## What is expected
Copy every line of the records below without changing a single character.

## Extracted records
------------------------------------------------------------

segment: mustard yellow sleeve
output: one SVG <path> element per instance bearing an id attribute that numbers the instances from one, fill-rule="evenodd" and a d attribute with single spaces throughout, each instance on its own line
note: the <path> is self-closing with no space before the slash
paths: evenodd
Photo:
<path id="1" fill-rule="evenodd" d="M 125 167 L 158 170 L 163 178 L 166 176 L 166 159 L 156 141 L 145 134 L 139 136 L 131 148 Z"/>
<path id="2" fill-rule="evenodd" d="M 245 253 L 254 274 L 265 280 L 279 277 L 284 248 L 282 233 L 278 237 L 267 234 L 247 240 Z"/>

------------------------------------------------------------

## Complete answer
segment: mustard yellow sleeve
output: one SVG <path> element per instance bearing an id attribute that numbers the instances from one, fill-rule="evenodd" and a d attribute with single spaces throughout, each instance on its own line
note: the <path> is self-closing with no space before the slash
paths: evenodd
Photo:
<path id="1" fill-rule="evenodd" d="M 125 167 L 158 170 L 163 178 L 166 176 L 166 159 L 156 141 L 145 134 L 139 136 L 131 148 Z"/>
<path id="2" fill-rule="evenodd" d="M 245 253 L 254 274 L 265 280 L 279 277 L 284 248 L 282 233 L 278 237 L 267 234 L 247 240 Z"/>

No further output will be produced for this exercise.